### EXERCISE
Reproduce verbatim every line from the one that includes "Exercise. Point out the stone pillar" to the closing line of the entries; omit everything before it.

### DATASET RECORDS
★ ★ ★ ★ ★
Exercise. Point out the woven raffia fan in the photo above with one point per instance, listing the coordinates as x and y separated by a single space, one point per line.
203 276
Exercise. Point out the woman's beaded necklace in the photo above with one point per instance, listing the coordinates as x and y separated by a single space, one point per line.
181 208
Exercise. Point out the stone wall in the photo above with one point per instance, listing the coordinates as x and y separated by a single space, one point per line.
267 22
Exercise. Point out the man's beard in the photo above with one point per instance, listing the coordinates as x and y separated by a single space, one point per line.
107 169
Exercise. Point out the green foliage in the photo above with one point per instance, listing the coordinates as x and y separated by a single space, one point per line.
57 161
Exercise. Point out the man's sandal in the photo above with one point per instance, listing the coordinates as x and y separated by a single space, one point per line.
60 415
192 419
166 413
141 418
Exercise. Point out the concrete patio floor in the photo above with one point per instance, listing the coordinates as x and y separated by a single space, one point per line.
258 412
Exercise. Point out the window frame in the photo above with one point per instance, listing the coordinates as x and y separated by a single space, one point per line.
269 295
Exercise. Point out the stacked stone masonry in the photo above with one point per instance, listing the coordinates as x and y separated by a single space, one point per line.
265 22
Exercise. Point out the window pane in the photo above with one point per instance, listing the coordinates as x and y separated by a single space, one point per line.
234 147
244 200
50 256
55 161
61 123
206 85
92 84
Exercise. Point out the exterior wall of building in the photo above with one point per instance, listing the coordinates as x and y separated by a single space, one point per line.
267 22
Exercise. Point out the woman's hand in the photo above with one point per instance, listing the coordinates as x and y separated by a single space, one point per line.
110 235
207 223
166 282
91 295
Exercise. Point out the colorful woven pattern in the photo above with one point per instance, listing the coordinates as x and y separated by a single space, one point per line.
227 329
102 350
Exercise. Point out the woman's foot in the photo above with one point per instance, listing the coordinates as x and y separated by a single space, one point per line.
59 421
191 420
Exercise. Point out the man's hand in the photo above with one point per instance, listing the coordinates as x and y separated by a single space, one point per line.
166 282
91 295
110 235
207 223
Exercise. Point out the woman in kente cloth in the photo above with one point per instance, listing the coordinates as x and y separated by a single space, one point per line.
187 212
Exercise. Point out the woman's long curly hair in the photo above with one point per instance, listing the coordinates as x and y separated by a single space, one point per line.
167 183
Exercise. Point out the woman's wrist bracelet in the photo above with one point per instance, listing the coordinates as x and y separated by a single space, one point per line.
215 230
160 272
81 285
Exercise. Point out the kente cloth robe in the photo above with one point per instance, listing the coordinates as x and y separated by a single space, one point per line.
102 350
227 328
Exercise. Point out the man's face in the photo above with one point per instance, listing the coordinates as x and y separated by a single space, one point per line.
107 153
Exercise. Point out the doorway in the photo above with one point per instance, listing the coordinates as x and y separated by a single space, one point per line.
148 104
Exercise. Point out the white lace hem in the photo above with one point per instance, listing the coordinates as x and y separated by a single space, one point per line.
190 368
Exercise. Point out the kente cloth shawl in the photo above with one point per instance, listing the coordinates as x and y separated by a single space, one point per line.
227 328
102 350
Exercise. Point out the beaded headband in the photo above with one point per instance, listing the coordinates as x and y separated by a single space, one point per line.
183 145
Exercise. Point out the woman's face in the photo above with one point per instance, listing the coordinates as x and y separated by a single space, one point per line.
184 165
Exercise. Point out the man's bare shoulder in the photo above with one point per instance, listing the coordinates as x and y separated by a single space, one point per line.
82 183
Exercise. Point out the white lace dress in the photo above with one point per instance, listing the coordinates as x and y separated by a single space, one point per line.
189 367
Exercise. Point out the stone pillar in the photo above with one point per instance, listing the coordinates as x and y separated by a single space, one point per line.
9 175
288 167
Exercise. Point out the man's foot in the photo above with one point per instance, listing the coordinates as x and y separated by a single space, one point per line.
★ ★ ★ ★ ★
### TASK RESULT
Exercise. Point out the stone pillar in the photo above with one point per instance, listing the coordinates as x and y separated by a single space, one point per line.
9 175
288 167
Exercise. Point out the man's foot in the photo above with one point per instance, listing the coordinates as x and y separated by a single space, one point per line.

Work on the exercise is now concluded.